EXERCISE DESCRIPTION: All of the lines below are to be transcribed faithfully, with pictures excluded from the copy.

— START PROVIDED INFORMATION —

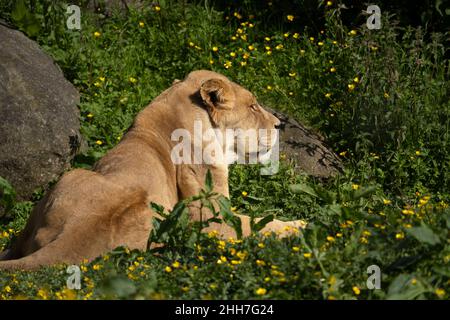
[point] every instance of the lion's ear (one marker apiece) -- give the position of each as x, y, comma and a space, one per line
217, 94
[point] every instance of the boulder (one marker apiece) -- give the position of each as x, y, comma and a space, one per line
306, 149
39, 118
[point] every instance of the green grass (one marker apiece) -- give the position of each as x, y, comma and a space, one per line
380, 97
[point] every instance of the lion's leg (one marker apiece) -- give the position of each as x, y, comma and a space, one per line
192, 182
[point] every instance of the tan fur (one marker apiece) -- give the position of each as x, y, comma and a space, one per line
88, 213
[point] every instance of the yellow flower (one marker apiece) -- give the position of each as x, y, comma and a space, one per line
407, 211
213, 286
399, 235
260, 263
42, 294
261, 291
440, 292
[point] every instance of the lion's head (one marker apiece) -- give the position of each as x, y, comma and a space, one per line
231, 106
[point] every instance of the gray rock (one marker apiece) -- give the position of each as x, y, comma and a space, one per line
306, 149
39, 118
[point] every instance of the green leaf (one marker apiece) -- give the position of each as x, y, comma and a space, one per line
118, 286
363, 193
19, 11
208, 182
424, 234
229, 217
401, 288
262, 223
299, 188
7, 195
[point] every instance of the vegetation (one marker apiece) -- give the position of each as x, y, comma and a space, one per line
380, 98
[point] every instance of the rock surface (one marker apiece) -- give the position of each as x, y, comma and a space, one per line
39, 118
306, 149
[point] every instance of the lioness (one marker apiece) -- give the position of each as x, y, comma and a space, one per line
89, 213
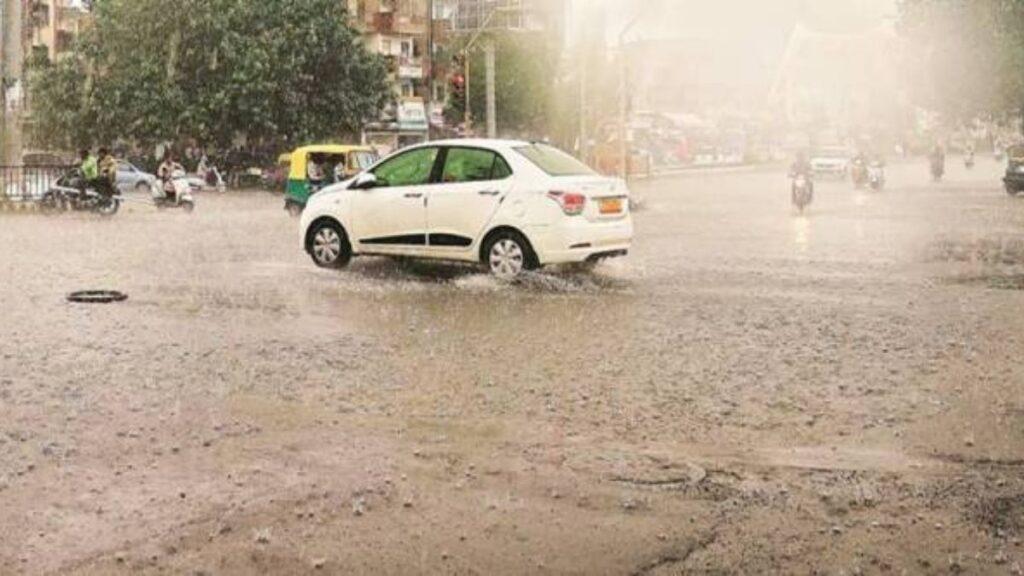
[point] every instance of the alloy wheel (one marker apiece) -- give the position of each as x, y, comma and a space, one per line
327, 246
507, 258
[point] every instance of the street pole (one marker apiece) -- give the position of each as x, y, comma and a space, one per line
488, 51
492, 106
10, 139
624, 98
584, 145
469, 111
430, 66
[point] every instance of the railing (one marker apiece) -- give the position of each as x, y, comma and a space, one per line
28, 183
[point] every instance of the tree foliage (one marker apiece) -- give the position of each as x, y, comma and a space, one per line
970, 55
152, 71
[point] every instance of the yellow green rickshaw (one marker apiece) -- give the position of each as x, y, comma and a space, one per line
313, 167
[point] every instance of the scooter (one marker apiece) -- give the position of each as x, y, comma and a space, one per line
176, 193
803, 192
877, 176
72, 193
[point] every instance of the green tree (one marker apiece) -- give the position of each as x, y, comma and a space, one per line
969, 55
289, 71
525, 76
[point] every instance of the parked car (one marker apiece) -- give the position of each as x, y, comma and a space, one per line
131, 178
512, 206
830, 161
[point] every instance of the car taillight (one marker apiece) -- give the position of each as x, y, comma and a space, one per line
571, 203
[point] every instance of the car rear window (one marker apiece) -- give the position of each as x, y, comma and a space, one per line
554, 161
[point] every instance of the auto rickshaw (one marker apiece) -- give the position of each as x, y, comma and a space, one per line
314, 167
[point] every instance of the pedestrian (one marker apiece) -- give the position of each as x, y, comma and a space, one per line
108, 172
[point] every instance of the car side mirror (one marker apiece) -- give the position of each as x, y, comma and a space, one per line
366, 180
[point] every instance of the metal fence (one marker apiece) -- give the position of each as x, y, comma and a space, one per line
28, 183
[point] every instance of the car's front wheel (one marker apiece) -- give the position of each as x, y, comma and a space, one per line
508, 254
329, 245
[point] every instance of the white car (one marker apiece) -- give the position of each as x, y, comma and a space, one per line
512, 206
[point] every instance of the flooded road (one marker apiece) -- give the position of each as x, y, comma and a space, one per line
752, 391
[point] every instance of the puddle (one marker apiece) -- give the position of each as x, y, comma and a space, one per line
996, 251
992, 281
385, 275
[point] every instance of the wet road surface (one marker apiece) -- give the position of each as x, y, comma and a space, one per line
752, 391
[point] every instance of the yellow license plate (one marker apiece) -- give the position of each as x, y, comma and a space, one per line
611, 206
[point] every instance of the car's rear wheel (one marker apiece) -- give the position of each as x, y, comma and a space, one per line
329, 245
508, 254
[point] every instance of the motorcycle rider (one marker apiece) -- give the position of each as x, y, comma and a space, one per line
938, 161
90, 169
802, 167
166, 174
108, 172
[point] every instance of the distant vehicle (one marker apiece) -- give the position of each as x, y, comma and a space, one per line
1014, 179
131, 178
858, 172
336, 163
803, 192
877, 175
177, 192
71, 192
830, 161
512, 206
938, 165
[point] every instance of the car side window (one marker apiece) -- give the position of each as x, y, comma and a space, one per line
412, 168
473, 165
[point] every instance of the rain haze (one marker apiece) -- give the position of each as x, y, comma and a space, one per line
640, 287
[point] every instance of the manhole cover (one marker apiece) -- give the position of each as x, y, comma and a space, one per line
96, 296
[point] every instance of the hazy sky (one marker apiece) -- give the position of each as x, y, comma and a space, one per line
757, 18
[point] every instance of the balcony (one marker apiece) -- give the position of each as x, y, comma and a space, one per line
410, 69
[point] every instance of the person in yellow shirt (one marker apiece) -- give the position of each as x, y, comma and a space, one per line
108, 172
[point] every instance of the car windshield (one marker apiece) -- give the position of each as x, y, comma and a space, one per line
554, 161
365, 159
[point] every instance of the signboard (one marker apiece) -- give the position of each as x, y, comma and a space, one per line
412, 116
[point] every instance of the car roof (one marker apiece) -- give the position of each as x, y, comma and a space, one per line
332, 149
478, 142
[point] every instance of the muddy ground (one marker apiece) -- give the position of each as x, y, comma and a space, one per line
751, 392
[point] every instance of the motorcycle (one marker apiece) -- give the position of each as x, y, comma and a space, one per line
803, 192
176, 193
877, 176
73, 193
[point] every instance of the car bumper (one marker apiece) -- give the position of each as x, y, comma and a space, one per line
582, 241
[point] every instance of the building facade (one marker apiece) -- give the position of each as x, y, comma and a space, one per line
52, 26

— END PROVIDED INFORMATION —

EXERCISE SOLUTION:
[point] every instance of the lion's ear (one marker apiece) -- give the position of each as x, y, comma and a space, one per line
217, 94
[point] every instance of the boulder (one marker apiece) -- give the position of each as x, y, comma and a space, one per line
306, 149
39, 118
[point] every instance of the green grass (one marker apiece) -- give the position of each as x, y, comma and a space, one per line
380, 97
[point] every instance of the lion's leg (one marker apiece) -- give the position of each as x, y, comma and a space, one per line
192, 182
[point] every instance of the tan fur (one marker apiece) -- give the position of each as x, y, comma and a space, one per line
88, 213
[point] every instance of the yellow flower (one marker apiece) -- give the position of each as x, y, comma and a space, one per line
407, 211
213, 286
399, 235
260, 263
42, 294
261, 291
440, 292
[point] every instance of the lion's head (one marker apiece) -- give the position of each as x, y, comma and a space, one per line
231, 106
[point] every instance of the gray rock (one marker apiece) -- give the position of each as x, y, comma and a space, one per line
306, 149
39, 118
[point] every instance of the green leaf (one marker apiece) -- give the position of each as x, y, comma and a space, one per line
118, 286
363, 193
19, 11
208, 182
424, 234
229, 217
401, 288
262, 223
299, 188
7, 195
[point] every instance of the vegetation (one marker apiece) -- give the position of each as x, y, comma and a space, one per line
380, 98
[point] every instance of the rock surface (one marker apiece) -- give the position of each as x, y, comma and a space, one per line
39, 118
306, 149
[point] every instance of the lioness (one marker apiece) -- give the position of each as x, y, comma and a space, one per line
89, 213
[point] every instance of the alloy wheel (one marker apiece) -- give the position of each as x, y, comma and a space, one per line
327, 246
507, 258
[point] every instance of the street pole (one marker apiece) -- give the position of each as x, y, comma and a space, one per line
488, 51
492, 106
10, 139
624, 98
584, 145
469, 111
430, 66
[point] every instance of the railing (one marker apiece) -- give the position of each as x, y, comma and a space, one per line
28, 183
[point] every instance of the tree foliage (one marker apiece) -- give the position of each as x, y, comma and a space, one per line
970, 55
152, 71
[point] every instance of the yellow green rickshaw (one marker apiece) -- give the position of each as x, y, comma and a space, one per line
313, 167
[point] every instance of the scooter (one marker apiece) -- give the position of each as x, y, comma and a space, one per line
176, 193
803, 192
877, 176
72, 193
[point] every instance of the green tree (one marker apiece) -- give the position of each as x, y, comma and a space, one per line
969, 55
289, 71
525, 76
[point] every instance of the parked car (one marker apiece) -- give the position of each as x, y, comma and a space, one per line
131, 178
512, 206
830, 161
[point] every instance of the car taillight (one marker apiece) -- give the position of each as x, y, comma and a space, one per line
571, 203
[point] every instance of the car rear window (one marker apiece) -- give the position of each as x, y, comma and a space, one per line
554, 161
[point] every instance of the auto rickshaw (one marker apiece) -- give the position of each as x, y, comma and a space, one per line
314, 167
[point] every instance of the pedestrian (one marker apiece) -- give the position of each as x, y, comma and a space, one per line
108, 172
[point] every instance of the car side mirror (one marker apiece) -- give the position of each as x, y, comma and a space, one per line
366, 180
[point] every instance of the metal fence (one marker apiece) -- give the position of each as x, y, comma and a space, one per line
28, 183
[point] every instance of the car's front wheel (one marker apiece) -- give the position of each as x, y, comma and a space, one per line
508, 254
329, 245
[point] every instance of the white car (one marker apiece) -- give the position of each as x, y, comma and a space, one per line
512, 206
[point] every instance of the flooded road (one marker apiece) -- give the position of each as x, y, comma and a space, one per line
752, 391
[point] every instance of the puddle (one marker apiece) -- give the position of each as x, y, comma and a space, one per line
996, 251
992, 281
385, 275
[point] every instance of the wet road surface (one marker apiece) -- give the position of each as x, y, comma and a space, one per line
752, 391
[point] every instance of the yellow license plate (one marker apiece) -- give the position of each as x, y, comma and a space, one per line
611, 206
[point] every instance of the car's rear wheel (one marker apiece) -- give the position of each as x, y, comma and a space, one per line
329, 245
508, 254
[point] every instance of the motorcycle rider (one marker apiece) -- give the position of each as x, y, comma and a space, one per line
938, 161
90, 169
802, 167
166, 174
108, 172
[point] every instance of the distant vehicle (one marker apiece) -- give the position of each as x, y, comma and a space, one per line
1014, 179
131, 178
858, 172
336, 163
803, 192
877, 175
177, 192
71, 192
830, 161
512, 206
938, 165
[point] every instance of the car side window (one marker apiece) -- give the position of each as x, y, comma and a space, one per line
412, 168
473, 165
[point] every instance of the rain haze (one marker apiece) -- give the position of each as x, y, comma and a space, one per line
640, 287
[point] every instance of the manhole cover (one marker apiece) -- give the position of each as x, y, comma and a space, one per line
96, 296
[point] every instance of the hazy sky (one marker apiece) -- give the position of each as x, y, comma and a space, one per line
757, 18
[point] every instance of the balcony (one marker apiece) -- give the position of each as x, y, comma and a space, one per line
410, 69
[point] every instance of the person in yellow shirt (one marker apiece) -- give the position of each as x, y, comma and a space, one per line
108, 172
[point] every instance of the car windshield (one marker apiece) -- give the position of each as x, y, comma and a space, one per line
554, 161
365, 159
[point] every instance of the signboard (one marker apiece) -- give the position of each as x, y, comma and a space, one per line
412, 116
[point] every instance of the car roof (one marker apiece) -- give the position of each as x, y, comma and a space, one per line
332, 149
478, 142
[point] every instance of the muddy ground (one marker apiece) -- give the position of each as x, y, comma and a space, one per line
751, 392
[point] every instance of the motorcycle (one marker apiece) -- give the position of each as x, y, comma and a space, one per line
803, 192
176, 193
877, 176
73, 193
[point] every instance of the car bumper (one marker apiece) -- give the position of each as x, y, comma and a space, one per line
582, 241
[point] every instance of the building facade (one marker apiece) -- give the position of each as x, y, comma and a space, one per line
52, 26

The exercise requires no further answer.